**DOCUMENT PASSAGE:**
0

I am trying to develop model using PLSR (Partial Least Squares Regression) in Python3 using code provided https://github.com/pgbrodrick/ensemblePLSR. Sample data is also provided.

When I try to run code, it gives me error

>>> python3 ensemble_plsr.py example_settings.txt

I am using Python (3.7.3), python modules scikit-learn (0.20.2) and pandas (0.23.3).

/usr/lib/python3/dist-packages/sklearn/externals/joblib.py:1: DeprecationWarning: the imp module is deprecated in favour of importlib; see the module's documentation for alternative uses
  import imp
n bad bands 57
Traceback (most recent call last):
  File "/usr/lib/python3/dist-packages/pandas/core/indexes/base.py", line 3078, in get_loc
    return self._engine.get_loc(key)

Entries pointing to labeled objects
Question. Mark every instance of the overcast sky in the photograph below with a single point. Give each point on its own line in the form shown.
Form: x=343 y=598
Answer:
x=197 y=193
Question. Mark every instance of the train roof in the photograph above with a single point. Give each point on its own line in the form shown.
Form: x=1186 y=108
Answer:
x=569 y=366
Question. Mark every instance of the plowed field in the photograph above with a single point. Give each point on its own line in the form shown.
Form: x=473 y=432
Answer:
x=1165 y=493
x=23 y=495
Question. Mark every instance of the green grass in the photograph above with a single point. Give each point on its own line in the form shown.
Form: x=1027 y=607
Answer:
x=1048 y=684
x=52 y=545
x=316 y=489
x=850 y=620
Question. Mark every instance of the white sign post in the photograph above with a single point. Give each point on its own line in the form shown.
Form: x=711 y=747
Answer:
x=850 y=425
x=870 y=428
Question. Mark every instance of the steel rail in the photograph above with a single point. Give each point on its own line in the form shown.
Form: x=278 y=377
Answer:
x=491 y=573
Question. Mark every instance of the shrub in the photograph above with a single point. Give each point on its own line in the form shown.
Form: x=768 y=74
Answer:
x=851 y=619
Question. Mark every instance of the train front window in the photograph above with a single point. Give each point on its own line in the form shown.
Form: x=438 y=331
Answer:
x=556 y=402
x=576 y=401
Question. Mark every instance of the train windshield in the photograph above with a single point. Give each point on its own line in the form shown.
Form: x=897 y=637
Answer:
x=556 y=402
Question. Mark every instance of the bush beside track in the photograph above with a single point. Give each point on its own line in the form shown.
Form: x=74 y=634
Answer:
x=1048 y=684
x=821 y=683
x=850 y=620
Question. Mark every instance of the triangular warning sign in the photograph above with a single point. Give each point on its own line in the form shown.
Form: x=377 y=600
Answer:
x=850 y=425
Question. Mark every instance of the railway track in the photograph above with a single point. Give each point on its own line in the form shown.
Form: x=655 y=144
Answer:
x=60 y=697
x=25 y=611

**TO DO:**
A - List every piece of software in the PLSR forum post that is given with a version number, and give each one's version.
B - In the PLSR forum post, what command is run that produces the error?

**PER-TASK OUTPUTS:**
A -
Python 3.7.3
scikit-learn 0.20.2
pandas 0.23.3

B - python3 ensemble_plsr.py example_settings.txt